Instructions for the task -
Please print every record below exactly as it reads.

+++++

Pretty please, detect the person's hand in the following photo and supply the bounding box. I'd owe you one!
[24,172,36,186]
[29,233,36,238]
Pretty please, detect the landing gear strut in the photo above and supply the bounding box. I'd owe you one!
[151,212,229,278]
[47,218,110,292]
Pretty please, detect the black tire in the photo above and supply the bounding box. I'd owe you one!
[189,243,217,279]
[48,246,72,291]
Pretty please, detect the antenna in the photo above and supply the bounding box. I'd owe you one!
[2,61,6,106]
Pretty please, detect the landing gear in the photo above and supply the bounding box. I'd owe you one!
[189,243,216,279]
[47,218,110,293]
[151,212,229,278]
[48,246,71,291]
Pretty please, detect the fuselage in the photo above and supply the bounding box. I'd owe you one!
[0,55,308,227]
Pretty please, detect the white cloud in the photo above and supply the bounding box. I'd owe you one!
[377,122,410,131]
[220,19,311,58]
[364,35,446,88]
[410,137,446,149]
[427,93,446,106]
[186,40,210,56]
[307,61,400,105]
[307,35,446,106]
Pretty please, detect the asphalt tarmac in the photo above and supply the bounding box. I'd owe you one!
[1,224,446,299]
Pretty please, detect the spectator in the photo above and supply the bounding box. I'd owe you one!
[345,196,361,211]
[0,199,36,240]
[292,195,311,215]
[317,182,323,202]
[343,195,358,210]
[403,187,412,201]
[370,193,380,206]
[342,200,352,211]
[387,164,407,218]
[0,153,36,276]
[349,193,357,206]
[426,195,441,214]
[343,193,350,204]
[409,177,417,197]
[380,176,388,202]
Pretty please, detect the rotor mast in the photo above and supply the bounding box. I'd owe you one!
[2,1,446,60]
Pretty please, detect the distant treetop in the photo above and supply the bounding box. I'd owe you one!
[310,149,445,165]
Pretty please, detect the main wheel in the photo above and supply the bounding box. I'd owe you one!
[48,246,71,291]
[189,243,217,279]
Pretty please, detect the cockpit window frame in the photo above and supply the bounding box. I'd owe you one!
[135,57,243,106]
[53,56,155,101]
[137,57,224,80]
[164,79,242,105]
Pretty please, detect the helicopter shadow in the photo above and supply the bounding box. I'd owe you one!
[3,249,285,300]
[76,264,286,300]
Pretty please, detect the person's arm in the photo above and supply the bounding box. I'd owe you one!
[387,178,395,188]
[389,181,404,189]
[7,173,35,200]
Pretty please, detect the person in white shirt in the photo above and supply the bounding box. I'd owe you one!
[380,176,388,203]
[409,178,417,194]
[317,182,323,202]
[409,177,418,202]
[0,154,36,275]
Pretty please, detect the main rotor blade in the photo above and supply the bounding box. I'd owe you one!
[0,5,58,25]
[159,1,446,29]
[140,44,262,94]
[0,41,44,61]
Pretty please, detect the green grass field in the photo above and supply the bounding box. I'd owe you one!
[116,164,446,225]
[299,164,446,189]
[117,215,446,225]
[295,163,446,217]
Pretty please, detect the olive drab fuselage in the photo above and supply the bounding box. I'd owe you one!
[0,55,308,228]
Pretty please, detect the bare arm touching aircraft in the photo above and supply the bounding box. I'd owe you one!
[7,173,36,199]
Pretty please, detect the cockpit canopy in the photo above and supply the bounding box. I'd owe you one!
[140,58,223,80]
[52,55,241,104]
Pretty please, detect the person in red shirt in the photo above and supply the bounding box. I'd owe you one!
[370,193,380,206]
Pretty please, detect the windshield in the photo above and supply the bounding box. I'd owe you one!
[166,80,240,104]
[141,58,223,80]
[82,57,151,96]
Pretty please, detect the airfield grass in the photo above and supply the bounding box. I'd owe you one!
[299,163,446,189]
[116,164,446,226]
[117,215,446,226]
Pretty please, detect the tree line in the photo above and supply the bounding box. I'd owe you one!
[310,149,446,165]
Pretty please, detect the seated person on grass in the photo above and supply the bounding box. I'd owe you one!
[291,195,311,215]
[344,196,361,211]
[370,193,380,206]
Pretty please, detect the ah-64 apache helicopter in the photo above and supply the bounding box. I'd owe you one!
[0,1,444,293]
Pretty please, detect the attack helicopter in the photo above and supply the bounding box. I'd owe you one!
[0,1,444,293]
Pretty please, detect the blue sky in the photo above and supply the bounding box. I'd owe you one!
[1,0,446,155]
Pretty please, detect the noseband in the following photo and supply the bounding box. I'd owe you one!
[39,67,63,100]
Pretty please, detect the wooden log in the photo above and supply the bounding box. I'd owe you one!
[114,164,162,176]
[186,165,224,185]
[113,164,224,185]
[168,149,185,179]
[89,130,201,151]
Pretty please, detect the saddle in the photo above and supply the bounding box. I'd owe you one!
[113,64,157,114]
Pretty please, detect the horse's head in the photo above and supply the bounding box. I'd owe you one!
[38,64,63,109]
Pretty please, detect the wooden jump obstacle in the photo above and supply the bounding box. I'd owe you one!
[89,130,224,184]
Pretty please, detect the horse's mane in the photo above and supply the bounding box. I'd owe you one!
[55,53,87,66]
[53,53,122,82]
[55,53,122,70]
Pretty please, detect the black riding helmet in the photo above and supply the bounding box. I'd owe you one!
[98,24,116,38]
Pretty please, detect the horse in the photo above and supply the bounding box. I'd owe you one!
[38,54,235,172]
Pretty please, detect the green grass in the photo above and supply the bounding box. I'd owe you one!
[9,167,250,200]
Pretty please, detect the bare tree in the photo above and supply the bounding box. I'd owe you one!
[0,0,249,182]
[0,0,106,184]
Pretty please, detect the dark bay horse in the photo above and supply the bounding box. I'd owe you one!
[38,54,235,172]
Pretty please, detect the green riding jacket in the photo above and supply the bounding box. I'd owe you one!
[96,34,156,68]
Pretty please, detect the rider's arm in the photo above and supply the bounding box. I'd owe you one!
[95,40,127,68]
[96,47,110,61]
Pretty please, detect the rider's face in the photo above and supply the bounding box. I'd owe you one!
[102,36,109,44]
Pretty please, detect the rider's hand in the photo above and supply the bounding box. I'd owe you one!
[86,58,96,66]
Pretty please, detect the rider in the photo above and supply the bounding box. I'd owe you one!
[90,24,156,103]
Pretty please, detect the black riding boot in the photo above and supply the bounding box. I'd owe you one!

+++++

Task result -
Pretty please, detect the person's hand in the following photo and supply the bounding box. I'd owe you one!
[24,172,36,186]
[29,233,36,238]
Pretty please, detect the landing gear strut in the photo above and supply the bounding box. I'd owe you one!
[151,212,229,278]
[47,218,110,292]
Pretty please, detect the black tire in the photo above and supply the bounding box. I'd owe you one!
[189,243,217,279]
[48,246,72,291]
Pretty please, detect the antenna in the photo above and supply the bounding box. I'd owe you one!
[2,61,6,106]
Pretty please, detect the landing gear in the photo above and supply the bounding box. I'd owe you one!
[189,243,216,279]
[47,218,110,293]
[151,212,229,278]
[48,246,71,291]
Pretty please, detect the fuselage in the photo above and supply the bounding box. I'd owe you one!
[0,55,308,227]
Pretty please, detect the white cloud in the photo above and supply the bounding box. I'd owe you one!
[377,122,410,131]
[220,19,311,58]
[364,35,446,88]
[410,137,446,149]
[427,93,446,106]
[186,40,210,56]
[307,61,400,105]
[307,35,446,106]
Pretty please, detect the asphalt tarmac in the photo above and supply the bounding box. I'd owe you one!
[1,224,446,299]
Pretty please, detect the spectator in the photo above and supply the bounding box. I'd owe you one!
[345,196,361,211]
[0,199,36,240]
[292,195,311,215]
[317,182,323,202]
[343,195,358,210]
[403,187,412,201]
[370,193,380,206]
[342,200,352,211]
[387,164,407,218]
[0,153,36,276]
[349,193,357,206]
[426,195,441,214]
[343,193,350,204]
[409,177,417,197]
[380,176,388,202]
Pretty please, detect the rotor mast in the photo above and supply the bounding box. I'd owe you one!
[2,1,446,60]
Pretty please, detect the distant treetop in the photo above and supply the bounding box. I'd owe you one!
[310,149,445,165]
Pretty please, detect the main wheel in the photo above and supply the bounding box. I'd owe you one!
[48,246,71,291]
[189,243,217,279]
Pretty please, detect the cockpit window frame in the photo above and supply the bounding box. I'd owe you one!
[135,57,243,106]
[53,56,155,101]
[137,57,224,80]
[164,79,242,105]
Pretty please, detect the helicopter shadow in the photo above and supply the bounding box. I'd owe you one!
[3,249,285,300]
[76,264,286,300]
Pretty please, detect the person's arm in the photo above and supply the bounding box. I'd owe you one!
[387,178,395,188]
[389,181,404,189]
[7,173,35,200]
Pretty please, detect the person in white shirt in the photo above and supply the bounding box. I'd owe you one!
[380,176,388,203]
[409,178,417,194]
[317,182,323,202]
[409,177,418,202]
[0,154,36,275]
Pretty please, detect the main rotor blade in the photo above and supply the bounding box. I'd owe you one!
[0,5,58,25]
[159,1,446,29]
[140,44,262,94]
[0,41,44,61]
Pretty please, detect the green grass field in the photo above and supply the bounding box. I'd owe you one!
[116,164,446,225]
[299,164,446,189]
[117,215,446,225]
[295,163,446,217]
Pretty please, detect the olive drab fuselage in the photo above and supply the bounding box. I'd owe you one!
[0,55,308,228]
Pretty please, detect the bare arm touching aircraft in the photo above and supply the bounding box. I'd owe you one!
[7,173,36,199]
Pretty please, detect the cockpit canopy in the photo above and supply the bounding box. I'd owe you one!
[140,58,223,80]
[52,55,241,104]
Pretty please, detect the person in red shirt in the photo above and supply the bounding box. I'd owe you one!
[370,193,380,206]
Pretty please, detect the windshield in the photo above and supply the bounding box. I'd owe you one!
[166,80,240,104]
[141,58,223,80]
[82,57,151,96]
Pretty please, detect the airfield grass in the photo above and supply the bounding box. I'd owe you one!
[299,163,446,189]
[116,164,446,226]
[117,215,446,226]
Pretty please, detect the tree line in the photo above and supply the bounding box. I'd owe you one!
[310,149,446,165]
Pretty please, detect the seated person on grass in the photo above and supply the bounding box. I'd owe you one!
[291,195,311,215]
[344,196,361,211]
[370,193,380,206]
Pretty please, detect the ah-64 apache helicopter in the photo above and supply the bounding box. I'd owe you one!
[0,1,444,293]
Pretty please, detect the attack helicopter in the photo above and supply the bounding box. I'd owe you one!
[0,1,444,293]
Pretty please, detect the blue sky in the photo above and supply the bounding box. I'd owe you one!
[1,0,446,155]
Pretty please, detect the noseband in the following photo and supply the bounding box. I'd owe you one!
[39,67,63,100]
Pretty please, detect the wooden log in the photo above and supply the bounding box. I'd owe you one!
[114,164,162,176]
[186,165,224,185]
[113,164,224,185]
[168,149,185,179]
[89,130,201,151]
Pretty please, detect the saddle in the photo above and supply the bounding box. I'd owe you one!
[113,64,157,114]
Pretty please, detect the horse's head in the photo above and supply the bounding box. I'd owe you one!
[38,64,63,109]
Pretty please, detect the wooden jump obstacle in the photo above and supply the bounding box. I'd owe you one!
[89,130,224,184]
Pretty please, detect the horse's mane in the photo above and supply the bounding box. I'd owe you one!
[55,53,87,66]
[53,53,122,82]
[55,53,122,70]
Pretty please, detect the black riding helmet in the photo above and supply the bounding box. I'd owe you one!
[98,24,116,38]
Pretty please, detect the horse in the photo above and supply the bounding box. I'd owe you one!
[38,54,235,172]
Pretty please, detect the green grass in the photo above and supply the bounding box. I'd owe you one!
[9,167,250,200]
Pretty please, detect the bare tree in the photo above and supply the bounding box. I'd owe you one!
[0,0,249,182]
[0,0,106,184]
Pretty please, detect the dark bay horse in the photo above and supply the bounding box. I'd owe you one!
[38,54,235,172]
Pretty please, detect the green riding jacket in the photo above and supply the bounding box. I'd owe you one!
[96,34,156,68]
Pretty please, detect the rider's arm in the photo above and supply the bounding box. I'd owe you one!
[95,40,127,68]
[96,47,110,61]
Pretty please, detect the rider's face in the photo above and supply the bounding box. I'd owe you one!
[102,36,109,44]
Pretty please, detect the rider's hand in the photo above and supply the bounding box. I'd owe you one!
[86,58,96,66]
Pretty please, detect the rider in the photo above and supply the bounding box. I'd owe you one!
[90,24,156,103]
Pretty please, detect the black riding boot in the photo above and supply the bounding box. I'd owe you one!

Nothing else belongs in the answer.